(Labeled shape records)
==========
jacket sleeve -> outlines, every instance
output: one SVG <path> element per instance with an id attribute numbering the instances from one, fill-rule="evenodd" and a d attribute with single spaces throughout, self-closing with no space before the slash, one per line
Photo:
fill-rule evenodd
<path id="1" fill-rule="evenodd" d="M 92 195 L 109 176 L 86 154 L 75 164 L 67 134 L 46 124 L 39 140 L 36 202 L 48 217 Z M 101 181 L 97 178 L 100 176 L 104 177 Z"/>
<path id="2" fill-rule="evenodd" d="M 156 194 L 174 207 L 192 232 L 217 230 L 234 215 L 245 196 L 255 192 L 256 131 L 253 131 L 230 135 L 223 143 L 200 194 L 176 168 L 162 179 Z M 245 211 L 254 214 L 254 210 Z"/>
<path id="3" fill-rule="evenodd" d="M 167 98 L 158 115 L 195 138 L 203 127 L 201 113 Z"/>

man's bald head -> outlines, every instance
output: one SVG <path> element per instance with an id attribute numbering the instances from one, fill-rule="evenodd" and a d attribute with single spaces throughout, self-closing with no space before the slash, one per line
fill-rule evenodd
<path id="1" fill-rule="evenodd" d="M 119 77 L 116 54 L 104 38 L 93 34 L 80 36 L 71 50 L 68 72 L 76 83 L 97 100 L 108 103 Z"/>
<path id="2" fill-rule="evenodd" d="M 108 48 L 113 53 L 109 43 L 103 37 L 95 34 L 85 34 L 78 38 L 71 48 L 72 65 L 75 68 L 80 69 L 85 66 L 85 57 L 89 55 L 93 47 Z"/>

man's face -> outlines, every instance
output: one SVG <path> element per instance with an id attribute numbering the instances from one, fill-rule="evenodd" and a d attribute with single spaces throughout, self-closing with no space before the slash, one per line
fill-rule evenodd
==========
Direction: Give an exact copy of all the data shown above.

Full answer:
jacket sleeve -> outlines, every instance
output: one SVG <path> element per instance with an id attribute numbering the instances from one, fill-rule="evenodd" and a d attribute with single spaces throughout, self-closing with no space before the slash, one per line
Photo:
fill-rule evenodd
<path id="1" fill-rule="evenodd" d="M 92 195 L 109 176 L 86 154 L 75 164 L 67 134 L 46 124 L 39 140 L 36 202 L 48 217 Z M 101 181 L 97 178 L 100 176 L 104 177 Z"/>
<path id="2" fill-rule="evenodd" d="M 156 194 L 174 207 L 192 232 L 217 230 L 234 215 L 245 196 L 255 192 L 256 131 L 253 131 L 230 135 L 223 143 L 200 194 L 176 168 L 162 179 Z M 245 211 L 254 214 L 254 210 Z"/>
<path id="3" fill-rule="evenodd" d="M 167 98 L 158 115 L 195 138 L 203 127 L 201 113 Z"/>

man's bald head -> outlines, every instance
output: one SVG <path> element per instance with an id attribute numbering the instances from one, fill-rule="evenodd" and a d attribute with single spaces throughout, self-closing with no space before the slash, one per line
fill-rule evenodd
<path id="1" fill-rule="evenodd" d="M 119 77 L 116 54 L 104 38 L 93 34 L 80 36 L 71 50 L 68 72 L 76 83 L 97 100 L 108 103 Z"/>
<path id="2" fill-rule="evenodd" d="M 108 48 L 113 53 L 109 43 L 103 37 L 95 34 L 85 34 L 78 38 L 71 48 L 72 65 L 75 68 L 80 69 L 85 66 L 85 57 L 89 55 L 93 47 Z"/>

man's face -> outlines, every instance
output: one SVG <path> element per instance with an id attribute numbering the instances from one, fill-rule="evenodd" and a d attribute with single spaces throughout, self-closing with no space before the slash, one per line
fill-rule evenodd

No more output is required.